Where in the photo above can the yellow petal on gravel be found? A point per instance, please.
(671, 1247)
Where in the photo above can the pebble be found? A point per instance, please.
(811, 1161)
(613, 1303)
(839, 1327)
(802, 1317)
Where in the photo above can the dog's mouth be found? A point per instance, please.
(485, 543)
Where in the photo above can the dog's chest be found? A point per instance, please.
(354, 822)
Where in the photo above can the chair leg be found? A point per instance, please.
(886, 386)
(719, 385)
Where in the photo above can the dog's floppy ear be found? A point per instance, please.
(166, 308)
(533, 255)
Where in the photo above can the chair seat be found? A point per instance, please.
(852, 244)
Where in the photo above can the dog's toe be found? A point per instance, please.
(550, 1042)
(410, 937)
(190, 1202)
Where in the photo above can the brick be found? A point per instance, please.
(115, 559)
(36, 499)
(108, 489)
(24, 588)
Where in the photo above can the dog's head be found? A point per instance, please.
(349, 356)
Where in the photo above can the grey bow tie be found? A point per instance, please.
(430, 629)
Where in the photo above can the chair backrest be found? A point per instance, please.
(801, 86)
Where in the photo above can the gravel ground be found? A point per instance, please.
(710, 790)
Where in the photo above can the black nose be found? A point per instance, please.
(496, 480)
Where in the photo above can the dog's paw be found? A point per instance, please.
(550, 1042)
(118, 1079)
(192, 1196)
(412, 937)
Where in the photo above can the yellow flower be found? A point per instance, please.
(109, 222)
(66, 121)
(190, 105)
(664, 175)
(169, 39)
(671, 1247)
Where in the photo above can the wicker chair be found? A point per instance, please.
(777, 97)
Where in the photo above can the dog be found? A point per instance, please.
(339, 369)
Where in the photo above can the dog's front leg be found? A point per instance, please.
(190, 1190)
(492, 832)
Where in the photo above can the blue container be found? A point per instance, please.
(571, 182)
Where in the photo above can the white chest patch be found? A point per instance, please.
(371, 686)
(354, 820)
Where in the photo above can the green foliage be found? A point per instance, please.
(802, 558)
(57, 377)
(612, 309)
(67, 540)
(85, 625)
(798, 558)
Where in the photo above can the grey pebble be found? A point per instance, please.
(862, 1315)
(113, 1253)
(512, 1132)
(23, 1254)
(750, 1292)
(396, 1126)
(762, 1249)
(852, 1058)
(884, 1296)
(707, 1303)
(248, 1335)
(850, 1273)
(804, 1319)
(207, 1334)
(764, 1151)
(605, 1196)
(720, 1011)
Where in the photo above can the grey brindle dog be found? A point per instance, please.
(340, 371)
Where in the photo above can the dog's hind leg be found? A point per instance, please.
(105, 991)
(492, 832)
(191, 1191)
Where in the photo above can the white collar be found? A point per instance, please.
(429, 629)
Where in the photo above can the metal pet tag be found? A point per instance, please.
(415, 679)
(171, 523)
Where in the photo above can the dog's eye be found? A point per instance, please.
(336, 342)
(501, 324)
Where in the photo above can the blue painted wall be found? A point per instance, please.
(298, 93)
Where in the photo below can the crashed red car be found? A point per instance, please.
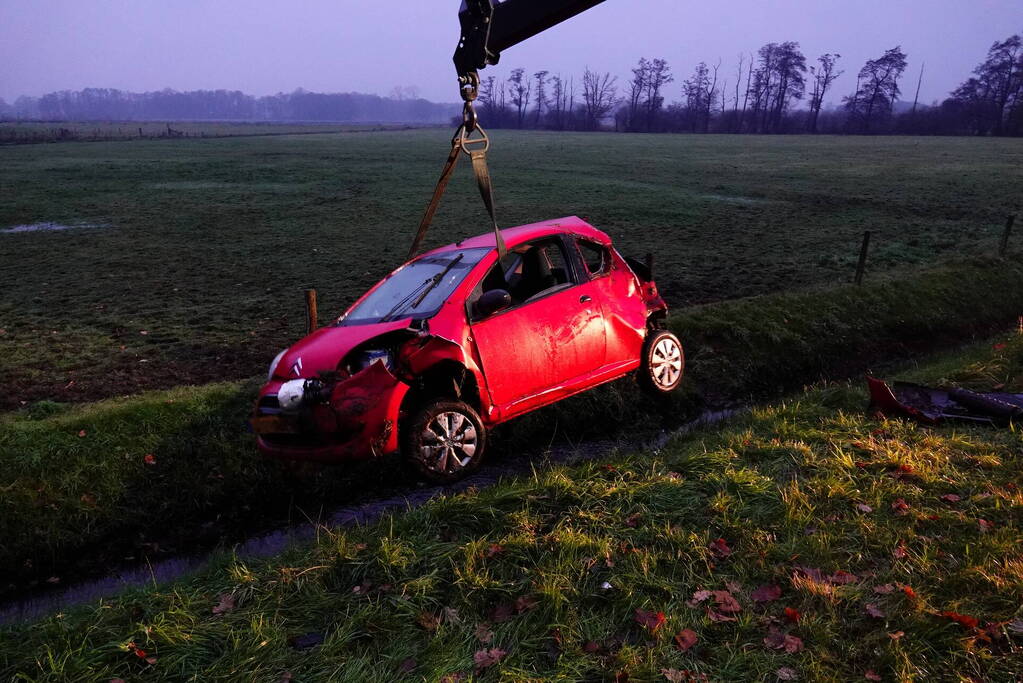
(458, 340)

********************

> Written request
Print, verbatim, every line of the material from the line containing "Where in the photo above can the blue painted" through the final line, inclusive, and omit the pictures.

> Exercise answer
Where in the photo above can the blue painted wall be found? A point per instance, please.
(298, 93)
Where in the photo below can the crashed red car be found? A point per instance, please.
(458, 340)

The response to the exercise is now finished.